# Required work
Print everything in the records from the line containing "of the american" down to the line containing "[[38, 293], [315, 274]]", both of those lines included, without changing a character.

+---+

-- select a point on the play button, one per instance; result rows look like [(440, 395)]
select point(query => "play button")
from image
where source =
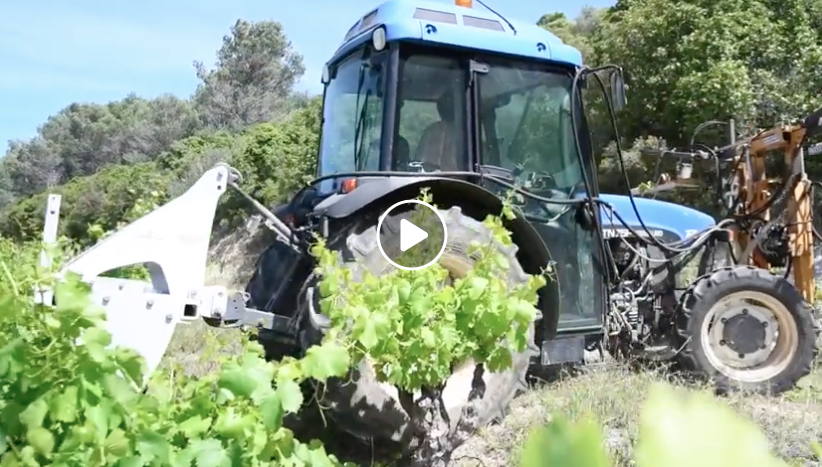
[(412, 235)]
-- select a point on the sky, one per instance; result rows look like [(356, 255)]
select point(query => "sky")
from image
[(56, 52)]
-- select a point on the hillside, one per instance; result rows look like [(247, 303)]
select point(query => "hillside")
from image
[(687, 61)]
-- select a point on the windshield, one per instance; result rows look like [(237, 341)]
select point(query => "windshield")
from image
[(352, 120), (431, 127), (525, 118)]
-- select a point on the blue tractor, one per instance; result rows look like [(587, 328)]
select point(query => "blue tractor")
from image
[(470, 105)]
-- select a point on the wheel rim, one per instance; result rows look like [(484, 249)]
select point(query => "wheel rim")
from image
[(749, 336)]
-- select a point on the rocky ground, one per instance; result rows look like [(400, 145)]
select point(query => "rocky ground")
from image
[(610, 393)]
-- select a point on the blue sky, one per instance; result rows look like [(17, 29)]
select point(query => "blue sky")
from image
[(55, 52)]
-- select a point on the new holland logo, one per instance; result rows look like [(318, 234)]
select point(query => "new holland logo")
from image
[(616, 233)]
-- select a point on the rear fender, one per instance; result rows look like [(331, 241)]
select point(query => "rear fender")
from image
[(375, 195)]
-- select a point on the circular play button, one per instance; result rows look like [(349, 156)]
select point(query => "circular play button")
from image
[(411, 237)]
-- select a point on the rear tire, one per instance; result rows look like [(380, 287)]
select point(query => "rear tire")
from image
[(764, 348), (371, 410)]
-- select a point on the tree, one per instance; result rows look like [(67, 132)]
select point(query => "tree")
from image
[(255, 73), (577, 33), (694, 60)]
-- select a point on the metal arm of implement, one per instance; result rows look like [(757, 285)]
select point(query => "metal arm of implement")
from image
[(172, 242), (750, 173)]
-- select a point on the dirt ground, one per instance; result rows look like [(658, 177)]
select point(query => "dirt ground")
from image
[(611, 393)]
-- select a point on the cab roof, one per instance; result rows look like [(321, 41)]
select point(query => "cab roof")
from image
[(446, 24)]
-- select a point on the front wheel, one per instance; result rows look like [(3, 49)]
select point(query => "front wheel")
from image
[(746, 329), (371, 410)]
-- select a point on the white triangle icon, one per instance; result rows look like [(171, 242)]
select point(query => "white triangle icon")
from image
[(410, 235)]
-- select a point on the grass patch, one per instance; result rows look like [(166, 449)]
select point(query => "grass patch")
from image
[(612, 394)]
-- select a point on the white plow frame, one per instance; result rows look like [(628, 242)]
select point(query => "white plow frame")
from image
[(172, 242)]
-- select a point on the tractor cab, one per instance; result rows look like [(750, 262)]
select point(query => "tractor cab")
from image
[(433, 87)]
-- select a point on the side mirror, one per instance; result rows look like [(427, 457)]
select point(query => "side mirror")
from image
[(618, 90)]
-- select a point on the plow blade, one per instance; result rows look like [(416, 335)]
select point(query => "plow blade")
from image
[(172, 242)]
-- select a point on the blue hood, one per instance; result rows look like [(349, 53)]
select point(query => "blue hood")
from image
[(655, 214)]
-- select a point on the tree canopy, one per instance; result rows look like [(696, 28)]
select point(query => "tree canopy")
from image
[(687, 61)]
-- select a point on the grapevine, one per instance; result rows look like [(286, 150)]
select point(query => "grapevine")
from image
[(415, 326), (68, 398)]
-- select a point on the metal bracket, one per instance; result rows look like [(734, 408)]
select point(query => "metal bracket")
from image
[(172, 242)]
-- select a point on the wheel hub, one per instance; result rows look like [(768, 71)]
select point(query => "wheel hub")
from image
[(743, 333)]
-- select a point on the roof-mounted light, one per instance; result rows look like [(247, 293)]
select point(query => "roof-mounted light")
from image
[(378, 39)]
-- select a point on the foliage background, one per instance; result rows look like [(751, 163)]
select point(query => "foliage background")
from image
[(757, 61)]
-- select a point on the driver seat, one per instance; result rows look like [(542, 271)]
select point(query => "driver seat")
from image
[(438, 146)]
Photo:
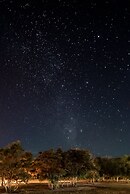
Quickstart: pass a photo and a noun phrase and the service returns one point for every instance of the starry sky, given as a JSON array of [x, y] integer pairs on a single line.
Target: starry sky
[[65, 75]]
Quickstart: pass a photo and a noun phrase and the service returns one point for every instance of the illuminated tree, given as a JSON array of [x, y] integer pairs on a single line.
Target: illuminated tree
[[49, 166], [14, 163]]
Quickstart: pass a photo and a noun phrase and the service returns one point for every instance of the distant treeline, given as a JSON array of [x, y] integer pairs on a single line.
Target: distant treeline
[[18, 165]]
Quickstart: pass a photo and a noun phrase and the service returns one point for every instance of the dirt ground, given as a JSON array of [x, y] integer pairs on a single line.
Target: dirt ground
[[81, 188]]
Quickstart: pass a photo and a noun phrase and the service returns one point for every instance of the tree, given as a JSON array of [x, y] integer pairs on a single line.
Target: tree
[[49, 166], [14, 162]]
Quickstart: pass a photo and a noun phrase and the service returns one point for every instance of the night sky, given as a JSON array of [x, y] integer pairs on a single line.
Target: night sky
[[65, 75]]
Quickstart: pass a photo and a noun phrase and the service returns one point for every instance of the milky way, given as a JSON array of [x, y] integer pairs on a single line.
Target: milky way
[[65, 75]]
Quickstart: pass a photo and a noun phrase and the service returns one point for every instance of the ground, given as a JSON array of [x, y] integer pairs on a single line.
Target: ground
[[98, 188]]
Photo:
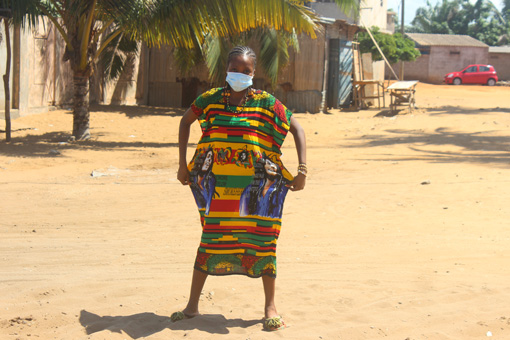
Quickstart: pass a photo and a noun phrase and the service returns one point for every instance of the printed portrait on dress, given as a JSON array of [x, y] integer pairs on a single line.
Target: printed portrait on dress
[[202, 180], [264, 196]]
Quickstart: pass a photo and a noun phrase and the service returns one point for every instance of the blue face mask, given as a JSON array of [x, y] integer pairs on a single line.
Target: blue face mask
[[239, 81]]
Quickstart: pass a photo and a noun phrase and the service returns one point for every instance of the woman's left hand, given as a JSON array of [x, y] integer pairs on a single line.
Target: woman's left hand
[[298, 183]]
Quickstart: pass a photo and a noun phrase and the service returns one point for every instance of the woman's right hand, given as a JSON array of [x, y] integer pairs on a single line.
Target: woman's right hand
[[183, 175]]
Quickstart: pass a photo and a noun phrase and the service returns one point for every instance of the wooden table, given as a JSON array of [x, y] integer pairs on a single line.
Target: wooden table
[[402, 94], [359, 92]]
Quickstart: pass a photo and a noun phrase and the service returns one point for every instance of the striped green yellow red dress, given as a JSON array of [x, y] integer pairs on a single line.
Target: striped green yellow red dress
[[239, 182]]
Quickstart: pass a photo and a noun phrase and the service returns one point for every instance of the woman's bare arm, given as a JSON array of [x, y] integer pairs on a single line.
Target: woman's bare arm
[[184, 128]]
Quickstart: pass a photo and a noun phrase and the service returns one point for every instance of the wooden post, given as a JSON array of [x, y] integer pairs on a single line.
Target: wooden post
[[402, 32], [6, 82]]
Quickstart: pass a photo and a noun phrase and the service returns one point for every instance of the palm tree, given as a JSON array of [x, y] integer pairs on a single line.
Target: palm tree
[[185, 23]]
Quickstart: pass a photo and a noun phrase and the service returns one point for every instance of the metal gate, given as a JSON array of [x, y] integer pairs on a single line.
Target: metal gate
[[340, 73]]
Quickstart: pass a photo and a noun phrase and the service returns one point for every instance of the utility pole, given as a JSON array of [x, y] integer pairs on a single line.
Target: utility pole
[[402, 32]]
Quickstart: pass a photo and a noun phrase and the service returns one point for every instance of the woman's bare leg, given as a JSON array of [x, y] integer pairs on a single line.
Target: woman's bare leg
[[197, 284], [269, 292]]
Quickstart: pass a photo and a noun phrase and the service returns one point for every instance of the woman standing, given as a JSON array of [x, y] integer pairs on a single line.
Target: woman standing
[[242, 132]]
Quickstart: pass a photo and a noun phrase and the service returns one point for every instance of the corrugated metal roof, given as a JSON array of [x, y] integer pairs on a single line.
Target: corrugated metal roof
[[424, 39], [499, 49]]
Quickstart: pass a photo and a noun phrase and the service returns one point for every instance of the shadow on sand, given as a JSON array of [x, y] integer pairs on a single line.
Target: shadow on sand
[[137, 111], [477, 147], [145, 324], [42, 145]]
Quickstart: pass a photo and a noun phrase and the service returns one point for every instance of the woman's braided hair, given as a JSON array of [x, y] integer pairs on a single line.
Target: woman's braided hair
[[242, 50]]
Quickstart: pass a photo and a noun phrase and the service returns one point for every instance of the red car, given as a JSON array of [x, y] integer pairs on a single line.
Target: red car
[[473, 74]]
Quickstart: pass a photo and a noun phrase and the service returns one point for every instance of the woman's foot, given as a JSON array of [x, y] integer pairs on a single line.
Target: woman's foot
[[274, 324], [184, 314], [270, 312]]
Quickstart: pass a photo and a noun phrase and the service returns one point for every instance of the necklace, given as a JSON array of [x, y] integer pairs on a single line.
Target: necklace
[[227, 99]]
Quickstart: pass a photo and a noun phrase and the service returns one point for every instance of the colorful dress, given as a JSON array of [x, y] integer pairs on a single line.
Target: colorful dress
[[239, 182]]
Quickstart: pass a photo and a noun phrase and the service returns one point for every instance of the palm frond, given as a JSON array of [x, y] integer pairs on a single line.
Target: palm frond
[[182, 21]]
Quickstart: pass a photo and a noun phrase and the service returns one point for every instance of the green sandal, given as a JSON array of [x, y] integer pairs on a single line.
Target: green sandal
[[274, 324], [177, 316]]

+---+

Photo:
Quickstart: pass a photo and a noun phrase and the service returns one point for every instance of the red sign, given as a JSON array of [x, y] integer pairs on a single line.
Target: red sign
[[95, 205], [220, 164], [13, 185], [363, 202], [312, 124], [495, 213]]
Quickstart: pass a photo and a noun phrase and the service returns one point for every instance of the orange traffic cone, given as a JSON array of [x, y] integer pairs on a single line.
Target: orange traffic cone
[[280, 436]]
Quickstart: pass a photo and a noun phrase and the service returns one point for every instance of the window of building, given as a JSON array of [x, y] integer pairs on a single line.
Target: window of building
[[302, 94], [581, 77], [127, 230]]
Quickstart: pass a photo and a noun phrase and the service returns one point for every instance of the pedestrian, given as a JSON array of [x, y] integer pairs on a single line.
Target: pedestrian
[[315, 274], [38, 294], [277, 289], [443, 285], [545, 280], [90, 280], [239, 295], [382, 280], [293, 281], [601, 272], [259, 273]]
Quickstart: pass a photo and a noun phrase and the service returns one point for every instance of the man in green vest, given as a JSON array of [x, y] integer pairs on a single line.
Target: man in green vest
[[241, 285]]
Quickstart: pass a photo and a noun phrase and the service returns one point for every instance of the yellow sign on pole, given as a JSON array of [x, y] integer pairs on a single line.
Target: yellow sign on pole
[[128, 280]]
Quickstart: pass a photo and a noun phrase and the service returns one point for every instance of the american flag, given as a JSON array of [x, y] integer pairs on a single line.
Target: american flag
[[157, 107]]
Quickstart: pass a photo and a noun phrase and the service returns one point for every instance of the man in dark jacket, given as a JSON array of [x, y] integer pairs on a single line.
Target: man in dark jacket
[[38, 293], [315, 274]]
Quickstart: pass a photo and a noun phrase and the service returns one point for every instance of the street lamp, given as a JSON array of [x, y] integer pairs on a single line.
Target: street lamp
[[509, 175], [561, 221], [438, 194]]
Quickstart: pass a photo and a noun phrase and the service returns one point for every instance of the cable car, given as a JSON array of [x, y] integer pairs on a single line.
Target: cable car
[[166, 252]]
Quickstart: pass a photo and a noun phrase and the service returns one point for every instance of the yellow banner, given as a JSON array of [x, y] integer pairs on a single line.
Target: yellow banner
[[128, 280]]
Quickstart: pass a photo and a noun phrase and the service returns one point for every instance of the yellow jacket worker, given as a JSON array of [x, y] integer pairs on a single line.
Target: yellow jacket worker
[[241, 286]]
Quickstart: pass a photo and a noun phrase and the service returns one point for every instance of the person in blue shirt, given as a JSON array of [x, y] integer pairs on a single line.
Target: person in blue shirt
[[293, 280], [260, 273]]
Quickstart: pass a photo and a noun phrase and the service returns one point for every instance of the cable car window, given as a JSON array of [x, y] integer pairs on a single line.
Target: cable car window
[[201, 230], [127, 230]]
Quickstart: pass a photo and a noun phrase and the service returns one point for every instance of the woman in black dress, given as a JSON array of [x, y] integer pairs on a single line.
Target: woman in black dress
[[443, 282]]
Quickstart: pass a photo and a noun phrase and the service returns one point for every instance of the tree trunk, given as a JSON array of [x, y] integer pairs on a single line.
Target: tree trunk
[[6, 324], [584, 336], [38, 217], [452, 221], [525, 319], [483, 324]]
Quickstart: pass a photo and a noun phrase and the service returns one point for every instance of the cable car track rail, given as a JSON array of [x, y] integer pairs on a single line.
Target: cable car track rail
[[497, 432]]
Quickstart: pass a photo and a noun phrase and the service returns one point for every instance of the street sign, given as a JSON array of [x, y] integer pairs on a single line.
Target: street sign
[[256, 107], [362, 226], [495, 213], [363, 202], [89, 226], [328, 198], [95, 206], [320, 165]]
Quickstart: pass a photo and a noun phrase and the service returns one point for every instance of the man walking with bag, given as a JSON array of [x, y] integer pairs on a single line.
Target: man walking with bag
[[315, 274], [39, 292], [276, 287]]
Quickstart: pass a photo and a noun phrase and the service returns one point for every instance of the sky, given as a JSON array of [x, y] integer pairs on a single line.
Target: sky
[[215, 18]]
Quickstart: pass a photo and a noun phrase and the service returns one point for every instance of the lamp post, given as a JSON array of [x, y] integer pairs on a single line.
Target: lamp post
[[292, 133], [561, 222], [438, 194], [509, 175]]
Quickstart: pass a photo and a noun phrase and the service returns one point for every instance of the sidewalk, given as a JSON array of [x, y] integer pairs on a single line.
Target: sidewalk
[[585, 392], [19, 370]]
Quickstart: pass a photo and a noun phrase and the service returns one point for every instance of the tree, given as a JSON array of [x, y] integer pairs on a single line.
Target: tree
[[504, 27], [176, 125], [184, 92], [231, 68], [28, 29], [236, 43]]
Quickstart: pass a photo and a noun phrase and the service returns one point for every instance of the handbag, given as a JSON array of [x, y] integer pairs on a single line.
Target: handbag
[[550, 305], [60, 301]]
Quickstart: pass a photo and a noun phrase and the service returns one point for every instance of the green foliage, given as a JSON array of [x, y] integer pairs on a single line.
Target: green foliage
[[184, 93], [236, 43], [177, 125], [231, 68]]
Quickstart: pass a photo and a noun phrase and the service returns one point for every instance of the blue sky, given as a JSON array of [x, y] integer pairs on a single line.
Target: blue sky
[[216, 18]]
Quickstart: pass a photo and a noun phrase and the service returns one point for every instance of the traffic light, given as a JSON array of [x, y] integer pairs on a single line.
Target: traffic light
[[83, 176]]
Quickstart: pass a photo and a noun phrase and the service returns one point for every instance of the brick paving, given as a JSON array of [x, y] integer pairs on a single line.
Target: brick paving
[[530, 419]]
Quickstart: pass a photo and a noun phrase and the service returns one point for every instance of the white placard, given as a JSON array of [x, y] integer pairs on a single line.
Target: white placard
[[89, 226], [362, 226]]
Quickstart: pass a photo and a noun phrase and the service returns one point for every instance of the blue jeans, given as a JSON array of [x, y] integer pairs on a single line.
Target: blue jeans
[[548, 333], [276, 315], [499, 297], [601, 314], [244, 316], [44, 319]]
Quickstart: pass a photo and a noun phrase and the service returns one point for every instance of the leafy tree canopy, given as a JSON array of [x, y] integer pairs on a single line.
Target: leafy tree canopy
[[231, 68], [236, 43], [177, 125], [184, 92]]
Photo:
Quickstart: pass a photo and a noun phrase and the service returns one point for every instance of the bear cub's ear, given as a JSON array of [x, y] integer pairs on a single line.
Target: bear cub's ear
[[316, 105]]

+---+

# Written answer
Quickstart: pass a photo and a noun phrase and the service returns one point for every instance of the american flag, given as a JSON array of [x, y] integer pairs on a single line.
Target: american flag
[[157, 107]]
Quickstart: pass a photo and a noun phrase and the service returns one point for every instance of the man in dark jacket, given as a JSON array of [x, y] integer pairs on a single line.
Target: man in dark jacket
[[38, 293], [315, 274]]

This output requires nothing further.